READING TEXT:
>>>>>
The Student News Site of Saint Louis University

The University News

Emphasizing Empathy

Some people believe we are born with characteristic traits while others think we learn them from the people who raised us. No matter how we were raised, where we grew up or what our background is, we all learned several rules as children. We learned to share, to play nicely and to treat one another with respect, among numerous other things.

As we’ve gotten older, we’ve been expected to gather more insight on life and to add on to these original life lessons that were taught to us at such a young age. We may not all have the exact same attributes, but despite our differences, there are certain traits that should be constants in every one of our lives. One of these traits is empathy.

As a little reminder, empathy is the ability to understand the feelings of another person. While this is somewhat comparable to the idea of sympathy, it is not the same thing. Sympathy is having supportive feelings for another person. If a friend is having a bad day, we may feel sympathetic and try to make him or her feel better. Empathy goes much farther than that. Empathy is to understand where a person is coming from. It is to put oneself in another person’s shoes and to try to imagine what they are experiencing. While it is one thing to give support and advice, it is another to be aware and mindful of a given situation. This is no simple task. Empathy requires patience, understanding and time.
<<<<<
MATERIAL SHOWN:
>>>>>
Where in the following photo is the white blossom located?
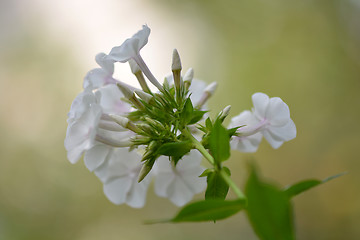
[109,25,150,63]
[154,151,206,206]
[229,93,296,152]
[64,89,102,163]
[229,111,262,152]
[109,25,163,90]
[83,53,118,90]
[252,93,296,148]
[95,148,151,208]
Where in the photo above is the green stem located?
[182,129,246,199]
[182,129,215,165]
[220,169,246,199]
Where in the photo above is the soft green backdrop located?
[0,0,360,240]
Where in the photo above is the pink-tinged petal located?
[84,143,112,172]
[268,119,296,141]
[104,177,132,204]
[252,93,269,120]
[189,79,207,106]
[265,97,290,126]
[263,131,284,149]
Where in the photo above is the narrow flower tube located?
[129,59,151,93]
[196,82,218,109]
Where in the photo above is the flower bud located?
[135,90,154,103]
[219,105,231,122]
[196,82,218,109]
[116,83,144,109]
[204,82,218,96]
[138,161,155,182]
[171,49,182,71]
[129,59,141,75]
[109,114,140,133]
[183,68,194,89]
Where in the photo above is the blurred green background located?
[0,0,360,240]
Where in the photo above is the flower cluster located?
[64,25,296,208]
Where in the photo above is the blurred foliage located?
[0,0,360,240]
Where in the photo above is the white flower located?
[229,111,262,152]
[229,93,296,152]
[165,74,206,106]
[154,151,206,206]
[109,25,163,90]
[252,93,296,148]
[109,25,150,63]
[95,148,151,208]
[64,89,102,163]
[83,53,118,90]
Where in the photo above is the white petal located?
[133,25,151,51]
[84,143,112,172]
[99,84,131,115]
[95,53,114,75]
[228,110,259,128]
[268,119,296,141]
[189,79,206,106]
[104,177,132,204]
[153,157,175,197]
[126,175,151,208]
[230,133,262,153]
[265,97,290,126]
[83,68,116,90]
[252,93,269,120]
[155,151,206,206]
[109,25,150,62]
[263,131,284,149]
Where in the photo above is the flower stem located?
[182,128,246,199]
[220,169,246,199]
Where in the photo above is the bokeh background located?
[0,0,360,240]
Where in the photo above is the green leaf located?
<<<<<
WHAT IS ASKED:
**1.** According to the empathy article, what three things does empathy require?
**2.** Rewrite everything in the empathy article from "The University News" down to "traits is empathy.", replacing "traits" with "qualities".

RESULTS OF THE TASKS:
**1.** Patience, understanding and time.

**2.**
The University News

Emphasizing Empathy

Some people believe we are born with characteristic qualities while others think we learn them from the people who raised us. No matter how we were raised, where we grew up or what our background is, we all learned several rules as children. We learned to share, to play nicely and to treat one another with respect, among numerous other things.

As we’ve gotten older, we’ve been expected to gather more insight on life and to add on to these original life lessons that were taught to us at such a young age. We may not all have the exact same attributes, but despite our differences, there are certain qualities that should be constants in every one of our lives. One of these qualities is empathy.